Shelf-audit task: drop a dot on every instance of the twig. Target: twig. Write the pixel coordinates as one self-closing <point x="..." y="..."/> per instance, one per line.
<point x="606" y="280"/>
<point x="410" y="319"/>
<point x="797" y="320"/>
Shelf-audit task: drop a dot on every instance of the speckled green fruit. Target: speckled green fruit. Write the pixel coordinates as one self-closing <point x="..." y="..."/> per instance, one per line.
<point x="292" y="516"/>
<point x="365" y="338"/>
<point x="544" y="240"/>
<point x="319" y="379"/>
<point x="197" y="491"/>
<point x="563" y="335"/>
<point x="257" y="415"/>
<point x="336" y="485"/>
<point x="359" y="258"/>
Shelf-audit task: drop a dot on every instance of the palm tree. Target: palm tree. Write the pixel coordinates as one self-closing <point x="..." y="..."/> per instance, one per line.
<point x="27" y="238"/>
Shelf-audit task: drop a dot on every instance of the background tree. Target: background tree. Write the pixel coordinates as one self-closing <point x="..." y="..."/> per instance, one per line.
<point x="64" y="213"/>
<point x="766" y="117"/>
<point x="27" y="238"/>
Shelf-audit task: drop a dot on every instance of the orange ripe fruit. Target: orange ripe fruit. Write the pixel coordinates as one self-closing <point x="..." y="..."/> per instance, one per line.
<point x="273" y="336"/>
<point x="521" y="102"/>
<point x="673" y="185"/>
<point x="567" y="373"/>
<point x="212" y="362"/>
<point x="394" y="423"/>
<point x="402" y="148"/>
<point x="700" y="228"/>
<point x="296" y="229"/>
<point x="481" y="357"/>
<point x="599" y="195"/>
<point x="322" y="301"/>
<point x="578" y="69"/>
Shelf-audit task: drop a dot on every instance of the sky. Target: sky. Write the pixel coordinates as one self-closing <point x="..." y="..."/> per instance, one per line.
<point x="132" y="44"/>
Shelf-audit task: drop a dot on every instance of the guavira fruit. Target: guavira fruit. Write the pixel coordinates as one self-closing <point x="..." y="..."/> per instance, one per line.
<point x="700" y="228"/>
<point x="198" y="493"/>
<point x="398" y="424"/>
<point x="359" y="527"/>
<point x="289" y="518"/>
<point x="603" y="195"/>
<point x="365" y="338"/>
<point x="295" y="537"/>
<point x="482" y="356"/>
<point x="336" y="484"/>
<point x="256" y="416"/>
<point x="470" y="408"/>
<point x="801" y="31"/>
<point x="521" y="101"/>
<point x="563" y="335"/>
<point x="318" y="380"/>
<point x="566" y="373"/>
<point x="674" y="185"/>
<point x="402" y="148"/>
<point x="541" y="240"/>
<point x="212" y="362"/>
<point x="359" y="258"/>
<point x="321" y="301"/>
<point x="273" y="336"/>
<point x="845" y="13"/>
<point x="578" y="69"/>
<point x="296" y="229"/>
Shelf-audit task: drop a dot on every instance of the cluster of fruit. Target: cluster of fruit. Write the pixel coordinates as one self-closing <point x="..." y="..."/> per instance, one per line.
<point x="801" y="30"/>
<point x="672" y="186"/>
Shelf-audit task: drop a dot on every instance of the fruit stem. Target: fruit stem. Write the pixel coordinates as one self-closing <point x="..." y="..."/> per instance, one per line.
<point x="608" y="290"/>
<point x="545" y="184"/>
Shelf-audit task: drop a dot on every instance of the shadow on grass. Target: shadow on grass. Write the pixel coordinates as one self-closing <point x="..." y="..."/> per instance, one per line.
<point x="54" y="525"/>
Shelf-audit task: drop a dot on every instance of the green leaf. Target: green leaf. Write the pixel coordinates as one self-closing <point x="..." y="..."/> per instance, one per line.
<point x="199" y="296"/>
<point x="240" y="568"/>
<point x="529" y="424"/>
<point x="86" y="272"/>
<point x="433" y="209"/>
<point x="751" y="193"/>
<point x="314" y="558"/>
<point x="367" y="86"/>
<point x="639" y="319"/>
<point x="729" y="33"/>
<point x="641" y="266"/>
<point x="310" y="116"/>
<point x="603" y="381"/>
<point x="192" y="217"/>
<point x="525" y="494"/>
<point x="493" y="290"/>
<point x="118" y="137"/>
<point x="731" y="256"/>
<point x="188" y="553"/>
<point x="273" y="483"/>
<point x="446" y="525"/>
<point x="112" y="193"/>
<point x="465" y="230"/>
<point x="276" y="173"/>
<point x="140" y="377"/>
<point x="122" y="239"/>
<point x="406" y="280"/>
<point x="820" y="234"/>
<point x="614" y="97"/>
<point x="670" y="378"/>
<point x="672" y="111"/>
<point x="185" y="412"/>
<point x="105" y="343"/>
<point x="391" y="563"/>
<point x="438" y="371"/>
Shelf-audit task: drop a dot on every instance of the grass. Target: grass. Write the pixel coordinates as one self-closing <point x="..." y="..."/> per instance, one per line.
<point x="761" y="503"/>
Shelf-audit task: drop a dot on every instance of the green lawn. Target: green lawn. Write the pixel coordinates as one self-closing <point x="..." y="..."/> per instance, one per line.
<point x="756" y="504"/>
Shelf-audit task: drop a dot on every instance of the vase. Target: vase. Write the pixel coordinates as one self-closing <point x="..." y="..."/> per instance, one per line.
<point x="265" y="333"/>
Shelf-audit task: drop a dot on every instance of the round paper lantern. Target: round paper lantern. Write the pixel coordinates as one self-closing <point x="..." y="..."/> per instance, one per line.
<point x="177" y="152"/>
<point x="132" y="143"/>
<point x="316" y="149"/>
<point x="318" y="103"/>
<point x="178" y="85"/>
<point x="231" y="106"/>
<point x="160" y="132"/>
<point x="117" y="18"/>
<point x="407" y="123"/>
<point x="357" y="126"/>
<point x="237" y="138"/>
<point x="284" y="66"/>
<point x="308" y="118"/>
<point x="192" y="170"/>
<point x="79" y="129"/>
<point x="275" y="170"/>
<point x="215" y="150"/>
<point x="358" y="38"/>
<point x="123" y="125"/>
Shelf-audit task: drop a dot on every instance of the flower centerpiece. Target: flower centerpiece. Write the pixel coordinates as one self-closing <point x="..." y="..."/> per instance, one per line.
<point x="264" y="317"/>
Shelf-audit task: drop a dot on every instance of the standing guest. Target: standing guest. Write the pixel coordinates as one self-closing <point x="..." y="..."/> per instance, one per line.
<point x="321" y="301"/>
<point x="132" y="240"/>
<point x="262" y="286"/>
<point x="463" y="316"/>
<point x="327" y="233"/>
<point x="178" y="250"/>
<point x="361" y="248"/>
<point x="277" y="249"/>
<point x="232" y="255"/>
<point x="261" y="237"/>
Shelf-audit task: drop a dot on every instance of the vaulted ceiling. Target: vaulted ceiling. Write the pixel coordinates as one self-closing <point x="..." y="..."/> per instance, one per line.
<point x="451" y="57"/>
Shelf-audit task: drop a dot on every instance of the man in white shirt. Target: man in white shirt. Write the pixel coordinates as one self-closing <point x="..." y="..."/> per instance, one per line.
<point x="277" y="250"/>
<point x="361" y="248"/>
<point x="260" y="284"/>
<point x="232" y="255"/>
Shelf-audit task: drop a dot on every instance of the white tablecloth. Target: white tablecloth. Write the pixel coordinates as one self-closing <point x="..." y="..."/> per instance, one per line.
- - - - - - -
What you should do: Reproduce every one of the items above, line for line, with no changes.

Finished answer:
Shelf-audit task: drop a dot on every instance of the twig. Target: twig. Write the pixel coordinates as one self-closing <point x="..." y="..."/> per instance, one per line.
<point x="606" y="280"/>
<point x="410" y="319"/>
<point x="797" y="320"/>
Shelf-audit task: drop a dot on every instance of the speckled green fruit. Target: speckled green fruit. Write the pixel coordinates as one self-closing <point x="..." y="..."/> per instance, one per line.
<point x="292" y="516"/>
<point x="365" y="338"/>
<point x="544" y="240"/>
<point x="319" y="379"/>
<point x="197" y="491"/>
<point x="563" y="335"/>
<point x="257" y="415"/>
<point x="336" y="485"/>
<point x="359" y="258"/>
Shelf-audit task: drop a dot on every instance of the palm tree. Target: palm tree. Write the pixel coordinates as one self-closing <point x="..." y="..."/> per instance, one per line.
<point x="27" y="238"/>
Shelf-audit task: drop a dot on every instance of the background tree. Target: background tree. Write the pixel coordinates as one self-closing <point x="..." y="..."/> per instance, one per line.
<point x="64" y="213"/>
<point x="766" y="117"/>
<point x="27" y="238"/>
Shelf-audit task: drop a dot on every instance of the orange ripe fruit. Target: orange ripe fruit. Write the pixel coordinates as one self-closing <point x="..." y="..."/> per instance, one per line.
<point x="273" y="336"/>
<point x="521" y="102"/>
<point x="673" y="185"/>
<point x="567" y="373"/>
<point x="212" y="362"/>
<point x="394" y="423"/>
<point x="402" y="148"/>
<point x="700" y="228"/>
<point x="296" y="229"/>
<point x="481" y="357"/>
<point x="599" y="195"/>
<point x="322" y="301"/>
<point x="578" y="69"/>
Shelf-audit task: drop a dot on every instance of the sky. Target: sky. Write the pixel coordinates as one self-closing <point x="..." y="..."/> per instance, one per line.
<point x="132" y="44"/>
Shelf-audit task: drop a dot on every instance of the guavira fruit. Target: guavira fruit. Write the pixel coordinates as one self-closing <point x="..." y="..."/> per instance, one per line.
<point x="700" y="228"/>
<point x="198" y="493"/>
<point x="398" y="424"/>
<point x="359" y="527"/>
<point x="289" y="518"/>
<point x="603" y="195"/>
<point x="365" y="338"/>
<point x="295" y="537"/>
<point x="482" y="356"/>
<point x="336" y="484"/>
<point x="256" y="416"/>
<point x="470" y="408"/>
<point x="801" y="31"/>
<point x="521" y="101"/>
<point x="563" y="335"/>
<point x="318" y="380"/>
<point x="566" y="373"/>
<point x="674" y="185"/>
<point x="402" y="148"/>
<point x="541" y="240"/>
<point x="212" y="362"/>
<point x="359" y="258"/>
<point x="321" y="301"/>
<point x="273" y="336"/>
<point x="845" y="13"/>
<point x="578" y="69"/>
<point x="296" y="229"/>
Shelf-audit task: drop a dot on every instance of the cluster of fruit. Target: cluster of fruit. Write the pixel coordinates as one self-closing <point x="..." y="..."/> per instance, one per line.
<point x="801" y="30"/>
<point x="672" y="186"/>
Shelf-audit task: drop a dot on every instance of the fruit stem. Target: fruit stem. Write the pixel coordinates as one self-closing <point x="..." y="..."/> per instance, one per line.
<point x="608" y="290"/>
<point x="545" y="184"/>
Shelf-audit task: drop a dot on every instance of the shadow on grass. Target: shadow on grass. Write the pixel coordinates as one self-closing <point x="..." y="..."/> per instance, one per line.
<point x="54" y="525"/>
Shelf-audit task: drop a dot on every instance of the green leaf. Target: green leaf. Write the pixel coordinates as one self-closing <point x="..." y="..."/> per instance, one per line.
<point x="199" y="296"/>
<point x="240" y="568"/>
<point x="529" y="424"/>
<point x="86" y="272"/>
<point x="433" y="209"/>
<point x="751" y="193"/>
<point x="314" y="558"/>
<point x="367" y="86"/>
<point x="639" y="319"/>
<point x="729" y="33"/>
<point x="641" y="266"/>
<point x="310" y="116"/>
<point x="603" y="381"/>
<point x="192" y="217"/>
<point x="525" y="494"/>
<point x="493" y="290"/>
<point x="118" y="137"/>
<point x="731" y="256"/>
<point x="188" y="553"/>
<point x="273" y="483"/>
<point x="446" y="525"/>
<point x="112" y="193"/>
<point x="465" y="230"/>
<point x="276" y="173"/>
<point x="140" y="377"/>
<point x="122" y="239"/>
<point x="406" y="280"/>
<point x="820" y="234"/>
<point x="614" y="97"/>
<point x="670" y="378"/>
<point x="672" y="111"/>
<point x="185" y="412"/>
<point x="105" y="343"/>
<point x="391" y="563"/>
<point x="438" y="371"/>
Shelf-audit task: drop a dot on every instance of the grass. Target: grass. Write the pixel coordinates as one self-closing <point x="..." y="..."/> per instance, one per line.
<point x="761" y="503"/>
Shelf-audit task: drop a dot on every instance of the green lawn. Target: green lawn. Write the pixel coordinates as one self-closing <point x="..." y="..."/> per instance, one per line.
<point x="756" y="504"/>
Shelf-audit task: drop a dot on every instance of the vase. Target: vase. Write the pixel coordinates as one self-closing <point x="..." y="..."/> per instance, one per line.
<point x="265" y="333"/>
Shelf-audit task: drop a dot on every instance of the round paper lantern. Target: round paper lantern. Write the pixel coordinates as one self-closing <point x="..." y="..."/> per instance, one per line.
<point x="177" y="152"/>
<point x="132" y="143"/>
<point x="316" y="149"/>
<point x="318" y="103"/>
<point x="178" y="85"/>
<point x="231" y="106"/>
<point x="160" y="132"/>
<point x="117" y="18"/>
<point x="407" y="123"/>
<point x="357" y="126"/>
<point x="237" y="138"/>
<point x="284" y="66"/>
<point x="308" y="118"/>
<point x="192" y="170"/>
<point x="79" y="129"/>
<point x="275" y="170"/>
<point x="215" y="150"/>
<point x="358" y="38"/>
<point x="123" y="125"/>
Shelf-audit task: drop a dot on every instance of the flower centerpiece. Target: flower centerpiece. Write the pixel coordinates as one self-closing <point x="..." y="..."/> per instance, one per line.
<point x="264" y="317"/>
Shelf-audit task: drop a dot on every instance of the standing guest. Target: standing guest. Write the pixel coordinates as one self-closing <point x="..." y="..."/> per instance, one per line.
<point x="321" y="301"/>
<point x="132" y="240"/>
<point x="262" y="286"/>
<point x="463" y="316"/>
<point x="327" y="233"/>
<point x="178" y="250"/>
<point x="361" y="248"/>
<point x="277" y="249"/>
<point x="232" y="255"/>
<point x="261" y="237"/>
Shelf-audit task: drop a dot on every instance of the vaulted ceiling. Target: vaulted ceiling. Write the pixel coordinates as one self-closing <point x="..." y="..."/> per instance, one per line.
<point x="451" y="57"/>
Shelf-audit task: drop a dot on every instance of the man in white shirt. Target: man in white shirt. Write the pixel coordinates as one self-closing <point x="..." y="..."/> per instance, one per line.
<point x="277" y="250"/>
<point x="361" y="248"/>
<point x="260" y="284"/>
<point x="232" y="255"/>
Shelf-audit task: drop a dot on every instance of the white tablecloth. Target: white tablecloth. Write the pixel coordinates as one self-closing <point x="..." y="..."/> per instance, one per line.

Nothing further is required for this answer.